● **Written task**
Everything from the line with "on the flock" to the end of the data should be restated word for word, and nothing before it.

#### Record extracts

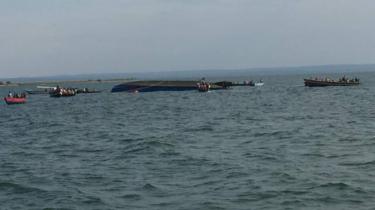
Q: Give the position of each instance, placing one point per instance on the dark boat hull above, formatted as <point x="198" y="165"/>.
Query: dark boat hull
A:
<point x="152" y="86"/>
<point x="36" y="92"/>
<point x="10" y="101"/>
<point x="316" y="83"/>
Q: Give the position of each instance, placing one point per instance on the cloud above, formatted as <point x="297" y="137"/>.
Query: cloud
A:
<point x="46" y="37"/>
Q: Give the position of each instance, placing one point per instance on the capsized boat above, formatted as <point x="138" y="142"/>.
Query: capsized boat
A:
<point x="35" y="92"/>
<point x="328" y="82"/>
<point x="86" y="90"/>
<point x="13" y="100"/>
<point x="151" y="86"/>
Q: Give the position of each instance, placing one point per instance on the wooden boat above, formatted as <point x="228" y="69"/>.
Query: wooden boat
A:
<point x="151" y="86"/>
<point x="12" y="100"/>
<point x="62" y="92"/>
<point x="324" y="83"/>
<point x="85" y="90"/>
<point x="203" y="87"/>
<point x="35" y="92"/>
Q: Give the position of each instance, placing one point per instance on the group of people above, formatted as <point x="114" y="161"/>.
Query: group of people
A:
<point x="343" y="79"/>
<point x="16" y="95"/>
<point x="63" y="91"/>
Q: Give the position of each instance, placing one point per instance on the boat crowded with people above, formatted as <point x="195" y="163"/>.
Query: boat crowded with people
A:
<point x="62" y="92"/>
<point x="319" y="82"/>
<point x="15" y="98"/>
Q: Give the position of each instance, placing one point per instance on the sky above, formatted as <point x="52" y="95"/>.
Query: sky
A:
<point x="58" y="37"/>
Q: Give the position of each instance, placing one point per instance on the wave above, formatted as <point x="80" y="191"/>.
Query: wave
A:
<point x="18" y="188"/>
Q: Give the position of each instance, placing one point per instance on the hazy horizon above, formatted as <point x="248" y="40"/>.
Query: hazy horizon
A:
<point x="52" y="37"/>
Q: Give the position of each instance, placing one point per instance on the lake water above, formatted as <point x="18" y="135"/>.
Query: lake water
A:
<point x="280" y="146"/>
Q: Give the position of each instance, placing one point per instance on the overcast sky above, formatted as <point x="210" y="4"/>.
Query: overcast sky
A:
<point x="54" y="37"/>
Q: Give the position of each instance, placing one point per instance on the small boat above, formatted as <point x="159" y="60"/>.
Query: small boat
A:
<point x="85" y="90"/>
<point x="328" y="82"/>
<point x="12" y="100"/>
<point x="35" y="92"/>
<point x="260" y="83"/>
<point x="62" y="92"/>
<point x="203" y="86"/>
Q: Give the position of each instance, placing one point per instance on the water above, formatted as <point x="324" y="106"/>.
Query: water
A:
<point x="280" y="146"/>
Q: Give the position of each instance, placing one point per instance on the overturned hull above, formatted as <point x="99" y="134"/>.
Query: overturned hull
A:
<point x="318" y="83"/>
<point x="152" y="86"/>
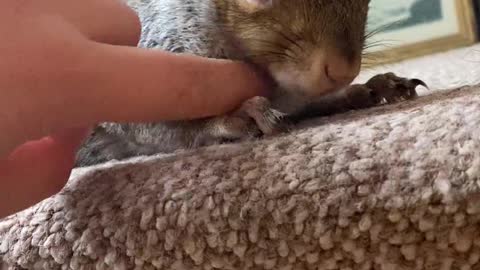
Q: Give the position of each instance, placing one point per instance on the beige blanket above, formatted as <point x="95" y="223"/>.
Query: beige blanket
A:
<point x="394" y="187"/>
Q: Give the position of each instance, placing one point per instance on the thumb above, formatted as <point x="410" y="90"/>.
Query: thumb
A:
<point x="38" y="169"/>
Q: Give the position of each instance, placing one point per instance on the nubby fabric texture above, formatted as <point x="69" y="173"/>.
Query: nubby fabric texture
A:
<point x="394" y="187"/>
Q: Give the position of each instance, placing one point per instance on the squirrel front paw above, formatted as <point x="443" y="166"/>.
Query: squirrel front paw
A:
<point x="254" y="118"/>
<point x="383" y="88"/>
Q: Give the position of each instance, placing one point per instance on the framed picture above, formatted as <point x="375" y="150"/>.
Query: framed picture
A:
<point x="410" y="28"/>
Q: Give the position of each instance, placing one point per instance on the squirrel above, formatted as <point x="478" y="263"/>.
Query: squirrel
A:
<point x="312" y="49"/>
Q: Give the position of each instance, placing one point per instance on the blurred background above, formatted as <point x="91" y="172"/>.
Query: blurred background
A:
<point x="411" y="28"/>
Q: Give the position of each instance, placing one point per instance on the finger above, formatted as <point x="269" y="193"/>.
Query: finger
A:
<point x="37" y="169"/>
<point x="130" y="84"/>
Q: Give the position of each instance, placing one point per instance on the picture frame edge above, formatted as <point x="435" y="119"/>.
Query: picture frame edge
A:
<point x="467" y="35"/>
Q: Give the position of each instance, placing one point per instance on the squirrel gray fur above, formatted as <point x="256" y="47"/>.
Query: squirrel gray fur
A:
<point x="311" y="48"/>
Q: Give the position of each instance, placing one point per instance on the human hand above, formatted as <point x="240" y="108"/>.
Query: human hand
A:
<point x="71" y="82"/>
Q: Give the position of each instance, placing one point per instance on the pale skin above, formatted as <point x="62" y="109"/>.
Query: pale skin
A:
<point x="67" y="65"/>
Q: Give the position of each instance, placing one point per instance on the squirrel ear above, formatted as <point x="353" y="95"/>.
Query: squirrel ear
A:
<point x="255" y="5"/>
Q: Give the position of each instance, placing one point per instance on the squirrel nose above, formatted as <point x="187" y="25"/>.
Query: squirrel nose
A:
<point x="340" y="71"/>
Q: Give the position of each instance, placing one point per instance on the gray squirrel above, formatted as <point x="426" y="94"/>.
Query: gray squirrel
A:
<point x="311" y="48"/>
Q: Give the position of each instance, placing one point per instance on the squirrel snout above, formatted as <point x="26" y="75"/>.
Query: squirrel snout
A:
<point x="340" y="71"/>
<point x="329" y="72"/>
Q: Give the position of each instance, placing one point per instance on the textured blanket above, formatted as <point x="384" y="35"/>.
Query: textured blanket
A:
<point x="393" y="187"/>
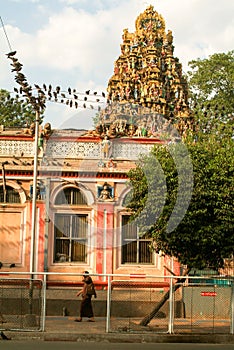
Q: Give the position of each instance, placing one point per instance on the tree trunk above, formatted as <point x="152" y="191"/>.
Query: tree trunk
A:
<point x="153" y="313"/>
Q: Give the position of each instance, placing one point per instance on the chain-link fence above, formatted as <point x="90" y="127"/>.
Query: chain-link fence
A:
<point x="207" y="308"/>
<point x="158" y="304"/>
<point x="198" y="307"/>
<point x="20" y="304"/>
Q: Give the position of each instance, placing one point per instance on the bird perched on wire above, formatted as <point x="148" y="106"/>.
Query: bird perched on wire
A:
<point x="10" y="54"/>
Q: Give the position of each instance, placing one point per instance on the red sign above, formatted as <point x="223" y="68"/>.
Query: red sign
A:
<point x="208" y="294"/>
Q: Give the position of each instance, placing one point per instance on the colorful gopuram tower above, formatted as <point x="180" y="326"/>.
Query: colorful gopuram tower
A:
<point x="148" y="88"/>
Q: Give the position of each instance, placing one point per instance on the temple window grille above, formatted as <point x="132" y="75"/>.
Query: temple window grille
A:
<point x="70" y="196"/>
<point x="11" y="195"/>
<point x="71" y="238"/>
<point x="135" y="249"/>
<point x="70" y="229"/>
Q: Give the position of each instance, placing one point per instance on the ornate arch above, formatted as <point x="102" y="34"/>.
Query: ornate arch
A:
<point x="87" y="193"/>
<point x="18" y="188"/>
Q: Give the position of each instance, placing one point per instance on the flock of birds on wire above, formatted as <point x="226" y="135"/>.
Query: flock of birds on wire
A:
<point x="70" y="97"/>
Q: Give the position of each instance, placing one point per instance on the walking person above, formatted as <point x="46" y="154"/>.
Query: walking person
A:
<point x="88" y="290"/>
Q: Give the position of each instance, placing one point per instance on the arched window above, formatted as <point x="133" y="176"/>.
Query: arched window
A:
<point x="135" y="248"/>
<point x="70" y="228"/>
<point x="9" y="195"/>
<point x="70" y="196"/>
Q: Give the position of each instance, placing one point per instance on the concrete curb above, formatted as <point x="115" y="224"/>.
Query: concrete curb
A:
<point x="124" y="338"/>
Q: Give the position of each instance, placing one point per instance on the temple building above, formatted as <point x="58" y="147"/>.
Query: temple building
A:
<point x="81" y="221"/>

########

● **Solution**
Q: Give the position of each instance, placing one point per instance on the flock of birds on wire above, formatted as <point x="226" y="135"/>.
Query: flock of birds on wire
A:
<point x="70" y="97"/>
Q: Give the position of each instance, placing one point per instance on the walking person above, formatted as <point x="46" y="154"/>.
Query: walking person
A:
<point x="88" y="290"/>
Q: Give the position of each instance, placing one point per instance on the arched window above, formatted as <point x="133" y="176"/>.
Query: arched window
A:
<point x="135" y="248"/>
<point x="70" y="228"/>
<point x="9" y="195"/>
<point x="70" y="196"/>
Q: Give the position of each instance, placing one point per instance on the concrete curb above, formatted as <point x="115" y="224"/>.
Query: concrete curb
A:
<point x="124" y="338"/>
Q: Give the position of each instance, placing one point per instance on the temple building above, formatted as <point x="58" y="147"/>.
Query: temple building
A:
<point x="81" y="221"/>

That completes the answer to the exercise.